Given records:
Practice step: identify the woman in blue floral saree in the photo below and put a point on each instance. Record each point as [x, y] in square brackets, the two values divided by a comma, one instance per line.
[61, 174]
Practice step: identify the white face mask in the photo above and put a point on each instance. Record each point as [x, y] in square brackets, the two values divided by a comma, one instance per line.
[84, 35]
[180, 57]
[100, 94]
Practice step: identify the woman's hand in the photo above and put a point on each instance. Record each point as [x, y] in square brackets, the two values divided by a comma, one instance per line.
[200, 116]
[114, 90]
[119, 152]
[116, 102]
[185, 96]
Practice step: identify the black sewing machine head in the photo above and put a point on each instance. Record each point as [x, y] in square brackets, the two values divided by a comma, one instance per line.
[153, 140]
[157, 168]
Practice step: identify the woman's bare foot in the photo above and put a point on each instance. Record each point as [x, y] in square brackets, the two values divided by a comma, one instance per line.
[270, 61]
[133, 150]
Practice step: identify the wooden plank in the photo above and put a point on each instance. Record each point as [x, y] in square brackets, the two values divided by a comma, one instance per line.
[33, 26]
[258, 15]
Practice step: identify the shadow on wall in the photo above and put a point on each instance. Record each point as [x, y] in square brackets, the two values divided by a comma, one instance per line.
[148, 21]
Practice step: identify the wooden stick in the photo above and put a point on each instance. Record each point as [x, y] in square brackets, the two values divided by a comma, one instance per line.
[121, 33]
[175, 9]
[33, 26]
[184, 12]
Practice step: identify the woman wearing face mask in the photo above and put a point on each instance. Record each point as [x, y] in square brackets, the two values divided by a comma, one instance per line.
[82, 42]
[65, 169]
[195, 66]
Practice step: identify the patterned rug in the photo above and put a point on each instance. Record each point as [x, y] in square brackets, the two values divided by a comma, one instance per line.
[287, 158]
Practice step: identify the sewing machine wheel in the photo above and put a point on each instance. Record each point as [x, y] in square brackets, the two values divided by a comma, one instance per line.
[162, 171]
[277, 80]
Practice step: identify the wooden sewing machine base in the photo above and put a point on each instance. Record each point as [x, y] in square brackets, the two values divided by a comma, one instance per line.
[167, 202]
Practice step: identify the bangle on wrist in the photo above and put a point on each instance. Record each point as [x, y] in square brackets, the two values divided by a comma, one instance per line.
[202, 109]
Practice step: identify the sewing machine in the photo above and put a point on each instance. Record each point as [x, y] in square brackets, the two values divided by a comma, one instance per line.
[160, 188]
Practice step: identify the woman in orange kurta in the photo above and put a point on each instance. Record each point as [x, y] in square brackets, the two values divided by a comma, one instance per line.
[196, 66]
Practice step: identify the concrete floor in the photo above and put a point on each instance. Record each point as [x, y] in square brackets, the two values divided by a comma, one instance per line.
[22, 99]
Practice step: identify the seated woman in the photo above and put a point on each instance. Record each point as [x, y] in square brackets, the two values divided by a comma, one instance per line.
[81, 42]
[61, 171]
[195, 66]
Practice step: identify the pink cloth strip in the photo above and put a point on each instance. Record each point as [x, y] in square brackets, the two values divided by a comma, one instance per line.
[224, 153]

What is being asked: Transcribe each of the entries above verbatim, keeping every line in its original order.

Worked answer:
Practice step: identify the woman in blue floral saree in the photo below and put a point on each instance. Record each point as [x, y] in square brackets, the two values divided by a comma, one instance per line.
[61, 174]
Practice step: identify the white face mask in the photo above and put a point on each instance. Record each point as [x, y] in square brackets, the two values divided by a comma, one instance per line.
[84, 35]
[180, 57]
[100, 94]
Practice step: identify the woman's hand in the photo above and put a point on each instance. Record each point as [x, y] in square brackets, the two values divided by a comma, one instance per line.
[200, 116]
[114, 90]
[119, 152]
[116, 102]
[185, 96]
Practice step: identify the black sewing machine head in the photo above and put a point on each instance. Record each point as [x, y] in square brackets, the two values divided by a comma, one instance per line.
[153, 140]
[157, 168]
Practice step: identify the woman's bare foot in the photo above and put a point on each instance. Record each point as [x, y] in square brackets, the two values divided by a comma, one instance per line.
[270, 61]
[133, 150]
Practice step: identify the wooden plank in the photo above and put a point on each instance. Record each point as [x, y] in square brackets, the two values divided by a comma, one instance per line.
[33, 26]
[258, 15]
Practice step: identify the shadow on wall in the photo above and put a point on each instance. Record each point as [x, y] in square brackets, the two values divided by a comma, one instance per line.
[148, 21]
Practice step: identify the wooden stick in the photo above and put a point on each instance. Record each point as [x, y] in square brackets, the two values divided by a comma, one instance per line.
[121, 33]
[175, 9]
[33, 26]
[184, 12]
Practice step: identify the woman wearing face mask in the photo above and put a point on each instance. Record each point as [x, y] in square brackets, the two values divided by a comma, one instance per line.
[82, 42]
[65, 169]
[195, 66]
Practice step: identify the patterned rug in the photo above and put a point on each instance. Record each point as [x, y] in square brackets, the two values divided by a comma, one instance per line.
[287, 158]
Practice step: identify the sewing machine wheel in the photo above and put a point on each instance. Record each point as [x, y] in square brackets, the two values divided by a comma, one instance per line.
[162, 171]
[277, 80]
Practice step: identify the wooden sewing machine base in the photo above and put a point on each instance. Record each point as [x, y] in square brackets, the two values divided by a comma, one instance per line.
[167, 202]
Practice step: identify the bangle on wrist in the photo above and put a point on each instance. Record each point as [x, y] in square brackets, the two values divided by a comma, one instance per line.
[202, 109]
Practice step: identify the sewing machine in the photo above and put a point on each instance. Record each point as [x, y] in square brackets, the two values divided by a comma, one instance per line.
[160, 188]
Practice step: identify the woman in orange kurta in the photo above and put a point on each instance. Record each point as [x, y] in square brackets, the two values divided by a comma, one instance per line.
[196, 66]
Practice step: identify the concrete floor in the photo above and put a point on each instance. Record each point as [x, y] in square brackets, the two values divided by a comma, one instance per line.
[22, 99]
Practice step: identify the seated woman in the photo above and put a point on each instance. Record each point as [x, y] in square brackets, the two values divided by a comma, one instance per line.
[81, 42]
[61, 171]
[195, 66]
Practice step: identify the pink cloth strip in the photo above and put a point on each instance. Record each point as [x, y] in square brackets, the two values divided by a comma, one instance per line.
[224, 153]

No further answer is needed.